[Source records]
((

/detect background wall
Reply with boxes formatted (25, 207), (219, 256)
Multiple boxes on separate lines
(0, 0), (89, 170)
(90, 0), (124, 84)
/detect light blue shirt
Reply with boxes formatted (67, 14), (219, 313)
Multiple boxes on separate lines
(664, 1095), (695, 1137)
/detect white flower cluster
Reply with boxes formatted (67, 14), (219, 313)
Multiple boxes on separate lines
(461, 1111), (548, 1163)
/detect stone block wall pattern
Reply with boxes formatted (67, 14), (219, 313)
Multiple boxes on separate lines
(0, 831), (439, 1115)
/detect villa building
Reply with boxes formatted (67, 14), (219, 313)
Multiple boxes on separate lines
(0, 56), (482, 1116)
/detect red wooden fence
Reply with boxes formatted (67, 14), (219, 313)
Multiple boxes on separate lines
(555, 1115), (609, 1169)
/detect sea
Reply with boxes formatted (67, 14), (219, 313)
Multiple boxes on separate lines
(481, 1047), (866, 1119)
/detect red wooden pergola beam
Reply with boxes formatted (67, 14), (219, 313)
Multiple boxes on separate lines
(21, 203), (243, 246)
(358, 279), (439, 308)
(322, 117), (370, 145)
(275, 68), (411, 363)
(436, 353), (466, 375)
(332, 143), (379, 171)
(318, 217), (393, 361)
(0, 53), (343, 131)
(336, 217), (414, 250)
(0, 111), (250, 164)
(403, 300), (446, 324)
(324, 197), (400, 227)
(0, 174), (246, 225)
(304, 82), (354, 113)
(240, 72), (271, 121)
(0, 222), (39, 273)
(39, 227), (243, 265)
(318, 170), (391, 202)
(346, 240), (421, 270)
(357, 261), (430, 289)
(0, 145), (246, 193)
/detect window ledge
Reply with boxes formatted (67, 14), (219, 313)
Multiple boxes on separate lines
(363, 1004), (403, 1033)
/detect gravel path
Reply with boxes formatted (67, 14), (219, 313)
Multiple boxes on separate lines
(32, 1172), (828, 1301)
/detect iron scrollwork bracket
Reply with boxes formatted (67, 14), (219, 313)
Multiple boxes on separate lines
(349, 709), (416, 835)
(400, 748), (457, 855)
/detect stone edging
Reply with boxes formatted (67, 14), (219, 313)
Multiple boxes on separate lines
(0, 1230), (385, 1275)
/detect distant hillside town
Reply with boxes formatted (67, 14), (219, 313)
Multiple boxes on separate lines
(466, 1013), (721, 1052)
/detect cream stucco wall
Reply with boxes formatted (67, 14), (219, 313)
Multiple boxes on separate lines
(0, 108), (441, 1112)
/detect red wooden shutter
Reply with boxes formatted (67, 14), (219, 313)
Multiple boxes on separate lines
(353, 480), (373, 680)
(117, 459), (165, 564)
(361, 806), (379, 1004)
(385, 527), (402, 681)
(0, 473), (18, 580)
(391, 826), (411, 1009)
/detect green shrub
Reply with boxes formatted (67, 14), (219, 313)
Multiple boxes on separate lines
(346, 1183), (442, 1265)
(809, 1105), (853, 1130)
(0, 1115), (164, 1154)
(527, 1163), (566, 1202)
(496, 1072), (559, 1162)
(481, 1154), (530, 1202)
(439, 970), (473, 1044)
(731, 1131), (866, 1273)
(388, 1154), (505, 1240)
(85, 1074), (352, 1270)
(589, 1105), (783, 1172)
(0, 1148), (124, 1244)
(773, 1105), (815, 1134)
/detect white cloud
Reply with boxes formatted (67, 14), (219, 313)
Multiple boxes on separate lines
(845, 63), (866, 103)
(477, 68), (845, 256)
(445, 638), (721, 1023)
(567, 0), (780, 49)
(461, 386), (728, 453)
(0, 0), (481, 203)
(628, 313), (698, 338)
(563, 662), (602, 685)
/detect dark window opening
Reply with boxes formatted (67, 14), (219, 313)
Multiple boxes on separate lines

))

STATED TASK:
Please repeat the lines of the Source records above word for word, from the first line through the line containing "(664, 1095), (695, 1137)", including both of those lines.

SOLUTION TO THE PROBLEM:
/detect background wall
Reply with boxes formatted (25, 207), (219, 256)
Multiple boxes on separate lines
(0, 0), (89, 170)
(90, 0), (124, 84)
/detect light blue shirt
Reply with boxes formatted (67, 14), (219, 313)
Multiple boxes on separate lines
(664, 1095), (695, 1137)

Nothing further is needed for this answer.